# Homemade axle holder - any suggestions?



## goatman (Nov 14, 2004)

I need an axle holder to hold my hub axles securely clamped in my vice without damaging them.
Unfortunately I haven't been able to find a Park Tool axle holder AV-1(see attached jpg.)
Any way to make an axle holder yourself?


----------



## KevinB (Oct 5, 2004)

goatman said:


> I need an axle holder to hold my hub axles securely clamped in my vice without damaging them.
> Unfortunately I haven't been able to find a Park Tool axle holder AV-1(see attached jpg.)
> Any way to make an axle holder yourself?


I haven't actually tried this, but here's an idea...

Take a couple of blocks of soft metal, or perhaps even a hardwood (like oak). Clamp these blocks together in a vice and drill a hole into the crack between the blocks. The diameter of the drill bit should be slightly smaller than that of the axle that you want to clamp. The hole should be drilled in such a way that you end up with a half cylinderical cutout in each of the blocks when you're done.

Place these blocks around the axle, clamp it in your vice and go to work.

If you try this, let me know how it goes.

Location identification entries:
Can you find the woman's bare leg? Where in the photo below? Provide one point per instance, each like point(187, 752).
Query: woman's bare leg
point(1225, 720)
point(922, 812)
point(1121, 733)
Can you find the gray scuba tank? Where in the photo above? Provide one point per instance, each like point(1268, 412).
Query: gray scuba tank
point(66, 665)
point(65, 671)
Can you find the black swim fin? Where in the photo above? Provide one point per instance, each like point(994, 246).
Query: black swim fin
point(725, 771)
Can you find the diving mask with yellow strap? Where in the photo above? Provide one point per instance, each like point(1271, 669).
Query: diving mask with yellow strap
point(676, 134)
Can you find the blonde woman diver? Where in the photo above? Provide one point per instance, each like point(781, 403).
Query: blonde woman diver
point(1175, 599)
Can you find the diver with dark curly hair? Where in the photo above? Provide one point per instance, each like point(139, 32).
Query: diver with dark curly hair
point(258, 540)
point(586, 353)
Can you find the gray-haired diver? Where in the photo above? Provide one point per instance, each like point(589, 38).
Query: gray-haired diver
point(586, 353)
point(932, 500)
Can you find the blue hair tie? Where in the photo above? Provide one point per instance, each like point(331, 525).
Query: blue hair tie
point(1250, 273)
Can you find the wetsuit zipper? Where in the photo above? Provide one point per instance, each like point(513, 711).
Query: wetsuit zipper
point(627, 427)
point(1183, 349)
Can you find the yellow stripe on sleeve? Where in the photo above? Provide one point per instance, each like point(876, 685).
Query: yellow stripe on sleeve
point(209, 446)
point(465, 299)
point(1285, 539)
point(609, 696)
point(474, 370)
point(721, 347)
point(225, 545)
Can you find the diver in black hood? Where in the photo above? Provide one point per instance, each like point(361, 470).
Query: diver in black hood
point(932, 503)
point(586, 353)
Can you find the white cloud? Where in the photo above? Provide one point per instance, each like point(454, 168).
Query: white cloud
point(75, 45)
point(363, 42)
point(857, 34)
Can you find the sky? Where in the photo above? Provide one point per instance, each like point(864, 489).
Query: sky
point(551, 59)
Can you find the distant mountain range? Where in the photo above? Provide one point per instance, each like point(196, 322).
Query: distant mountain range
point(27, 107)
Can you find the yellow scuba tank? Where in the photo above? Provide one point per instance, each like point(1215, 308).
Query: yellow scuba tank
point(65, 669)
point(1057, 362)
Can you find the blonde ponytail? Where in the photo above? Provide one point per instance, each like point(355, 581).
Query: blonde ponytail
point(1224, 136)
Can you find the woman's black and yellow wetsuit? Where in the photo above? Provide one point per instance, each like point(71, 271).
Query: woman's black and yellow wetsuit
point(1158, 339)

# [Written request 1]
Summarize the forum thread about making an axle holder in two sentences.
# [Written request 2]
Resume the forum thread about making an axle holder from the point where it stops.
The listing comes from a different source than the forum thread.

# [Expected answer 1]
A poster needs an axle holder to clamp hub axles securely in a vise without damaging them, cannot find the Park Tool AV-1, and asks whether one can be made at home. A reply suggests clamping two blocks of soft metal or hardwood together, drilling a hole slightly smaller than the axle into the seam so that each block gets a half-cylindrical cutout, and then placing the blocks around the axle and clamping them in the vise.

# [Expected answer 2]
----------



## Wombat (Jan 25, 2004)

It may not be what you want to do, but when adjusting axle cones I sit a 17mm ring spanner in the vice and then place the drive side axle nut in the spanner and adjust the cones from the other side. 

Wombat


----------



## supercorsa (Jan 18, 2004)

biketoolsetc.com has a half a dozen to choose from.

i'd give you a link, but for some reason links to specific items never work on their web site.

pull up the "tools" header (upper right side of the page), then pull up "hub and axle" (menu on the left side of the page), then select "axle vises" (third option down - same menu).

i've got the united unit, done right by me. i'm sure the park is a good unit as well, i've just never had an occasion to use one.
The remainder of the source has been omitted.